:: WRITTEN TASK ::
Return every row that contains the string "multi". Case counts.

::::

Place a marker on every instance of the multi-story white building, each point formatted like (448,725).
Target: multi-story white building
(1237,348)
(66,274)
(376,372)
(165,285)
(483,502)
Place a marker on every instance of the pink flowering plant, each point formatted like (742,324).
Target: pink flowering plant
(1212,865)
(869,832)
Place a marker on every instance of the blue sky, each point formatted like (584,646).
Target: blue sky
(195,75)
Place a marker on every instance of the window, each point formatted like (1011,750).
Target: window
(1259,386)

::::

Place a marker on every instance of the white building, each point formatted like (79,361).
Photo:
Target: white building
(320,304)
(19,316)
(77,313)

::::

:: SOLUTION ::
Place a marker on every instance of the multi-story white building, each point formatted like (448,725).
Target: multi-story white building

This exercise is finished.